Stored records
============

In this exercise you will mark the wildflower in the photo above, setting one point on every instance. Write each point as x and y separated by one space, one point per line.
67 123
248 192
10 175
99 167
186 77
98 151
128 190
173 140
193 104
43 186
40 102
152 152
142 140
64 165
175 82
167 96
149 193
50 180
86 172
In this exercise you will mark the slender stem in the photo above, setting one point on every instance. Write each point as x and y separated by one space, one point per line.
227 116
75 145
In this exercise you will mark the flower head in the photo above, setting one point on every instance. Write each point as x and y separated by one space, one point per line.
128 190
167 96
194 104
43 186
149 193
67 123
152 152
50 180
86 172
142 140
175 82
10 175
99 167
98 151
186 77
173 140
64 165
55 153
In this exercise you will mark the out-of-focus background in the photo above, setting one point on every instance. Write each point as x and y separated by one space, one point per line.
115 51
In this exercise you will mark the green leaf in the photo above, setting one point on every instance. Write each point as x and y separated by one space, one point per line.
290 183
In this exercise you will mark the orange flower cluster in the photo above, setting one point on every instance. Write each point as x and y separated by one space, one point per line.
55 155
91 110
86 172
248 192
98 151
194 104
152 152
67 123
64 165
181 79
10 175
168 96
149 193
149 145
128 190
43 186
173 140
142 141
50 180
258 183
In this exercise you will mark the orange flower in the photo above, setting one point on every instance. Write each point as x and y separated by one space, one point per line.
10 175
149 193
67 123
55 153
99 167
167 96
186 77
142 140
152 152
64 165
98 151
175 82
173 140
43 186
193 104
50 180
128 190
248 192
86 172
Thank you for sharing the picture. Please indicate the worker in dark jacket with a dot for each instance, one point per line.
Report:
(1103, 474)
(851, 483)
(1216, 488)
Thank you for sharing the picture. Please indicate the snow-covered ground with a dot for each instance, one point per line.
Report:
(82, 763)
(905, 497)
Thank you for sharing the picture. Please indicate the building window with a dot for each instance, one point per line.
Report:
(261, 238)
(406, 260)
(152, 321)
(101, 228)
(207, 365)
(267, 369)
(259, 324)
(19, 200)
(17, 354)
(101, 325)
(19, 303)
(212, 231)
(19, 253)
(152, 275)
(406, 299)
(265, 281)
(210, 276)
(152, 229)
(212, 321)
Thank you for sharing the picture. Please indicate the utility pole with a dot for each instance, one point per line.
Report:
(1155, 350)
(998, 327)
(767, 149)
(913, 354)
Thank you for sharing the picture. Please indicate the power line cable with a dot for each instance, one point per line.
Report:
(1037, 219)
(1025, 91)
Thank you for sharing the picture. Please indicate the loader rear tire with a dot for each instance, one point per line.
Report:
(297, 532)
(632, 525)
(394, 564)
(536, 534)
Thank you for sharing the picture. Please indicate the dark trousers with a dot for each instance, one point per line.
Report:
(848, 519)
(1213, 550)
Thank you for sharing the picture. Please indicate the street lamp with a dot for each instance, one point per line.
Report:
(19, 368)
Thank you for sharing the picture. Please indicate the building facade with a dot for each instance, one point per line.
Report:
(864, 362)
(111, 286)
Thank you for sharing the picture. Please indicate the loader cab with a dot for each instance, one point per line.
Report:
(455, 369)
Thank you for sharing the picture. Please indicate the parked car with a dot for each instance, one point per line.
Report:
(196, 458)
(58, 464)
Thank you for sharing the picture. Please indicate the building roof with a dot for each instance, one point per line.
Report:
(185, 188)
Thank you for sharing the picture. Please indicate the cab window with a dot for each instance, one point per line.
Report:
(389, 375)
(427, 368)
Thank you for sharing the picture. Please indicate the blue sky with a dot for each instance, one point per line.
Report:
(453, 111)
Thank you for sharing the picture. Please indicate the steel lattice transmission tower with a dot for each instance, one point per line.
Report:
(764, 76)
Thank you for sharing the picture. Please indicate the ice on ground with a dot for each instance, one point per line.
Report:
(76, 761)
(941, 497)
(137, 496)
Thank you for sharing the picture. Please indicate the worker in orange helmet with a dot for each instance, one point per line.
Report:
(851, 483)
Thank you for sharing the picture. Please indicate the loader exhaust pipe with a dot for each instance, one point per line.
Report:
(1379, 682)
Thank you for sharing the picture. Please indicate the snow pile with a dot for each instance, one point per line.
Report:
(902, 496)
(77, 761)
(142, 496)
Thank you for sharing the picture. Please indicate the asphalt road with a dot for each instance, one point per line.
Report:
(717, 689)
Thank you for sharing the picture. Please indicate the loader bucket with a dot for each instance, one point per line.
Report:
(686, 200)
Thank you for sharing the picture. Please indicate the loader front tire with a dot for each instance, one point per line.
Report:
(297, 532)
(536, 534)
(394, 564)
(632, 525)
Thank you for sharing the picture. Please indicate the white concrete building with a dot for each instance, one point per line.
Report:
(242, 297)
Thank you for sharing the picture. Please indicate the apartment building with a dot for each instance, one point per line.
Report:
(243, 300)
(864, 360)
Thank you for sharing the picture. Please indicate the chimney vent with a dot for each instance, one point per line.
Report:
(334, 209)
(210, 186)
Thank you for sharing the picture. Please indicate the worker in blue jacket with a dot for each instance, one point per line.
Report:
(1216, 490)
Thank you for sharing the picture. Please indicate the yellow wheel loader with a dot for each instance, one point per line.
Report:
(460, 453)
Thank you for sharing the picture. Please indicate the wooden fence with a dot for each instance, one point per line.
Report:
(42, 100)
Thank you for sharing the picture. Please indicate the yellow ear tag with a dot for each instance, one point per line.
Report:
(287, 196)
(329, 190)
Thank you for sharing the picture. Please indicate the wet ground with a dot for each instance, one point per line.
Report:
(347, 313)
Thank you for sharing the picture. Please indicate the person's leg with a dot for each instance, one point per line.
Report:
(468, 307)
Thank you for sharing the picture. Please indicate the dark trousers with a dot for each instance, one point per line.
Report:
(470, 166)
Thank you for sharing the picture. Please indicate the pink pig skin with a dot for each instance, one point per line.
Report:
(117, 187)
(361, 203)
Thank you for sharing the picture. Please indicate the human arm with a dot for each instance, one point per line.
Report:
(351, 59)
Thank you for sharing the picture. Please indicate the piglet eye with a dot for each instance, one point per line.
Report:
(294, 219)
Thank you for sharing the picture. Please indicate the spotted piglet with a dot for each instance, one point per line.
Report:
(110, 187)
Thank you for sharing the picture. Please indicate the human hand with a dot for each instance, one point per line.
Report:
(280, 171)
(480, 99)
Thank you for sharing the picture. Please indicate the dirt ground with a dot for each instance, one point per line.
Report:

============

• _TASK PROMPT_
Proceeding from the line containing "worker in dark" through the line containing "the loader rear", transcribe the lines above exactly, both end lines included.

• _TASK RESPONSE_
Thank you for sharing the picture. Please indicate the worker in dark jacket with a dot for each instance, one point per line.
Report:
(1103, 474)
(851, 483)
(1216, 488)
Thank you for sharing the picture. Please indicate the snow-covered ground with a dot for each instance, one point per line.
Report:
(82, 763)
(905, 497)
Thank you for sharing the picture. Please indicate the building window with a dot for each instance, one point per line.
Report:
(261, 238)
(406, 260)
(152, 321)
(101, 228)
(207, 365)
(267, 369)
(259, 324)
(19, 200)
(17, 354)
(101, 325)
(19, 303)
(212, 231)
(19, 253)
(152, 275)
(406, 299)
(265, 281)
(210, 276)
(152, 229)
(212, 321)
Thank you for sharing the picture. Please indicate the utility pole with a dot for each instance, one point per line.
Report:
(1155, 350)
(998, 327)
(767, 149)
(913, 354)
Thank you for sharing the picture. Please indicate the power line cable with a dot for each instance, one point per line.
Report:
(1037, 219)
(1025, 91)
Thank you for sharing the picture. Please indicate the loader rear tire with a dot for each instance, one point per line.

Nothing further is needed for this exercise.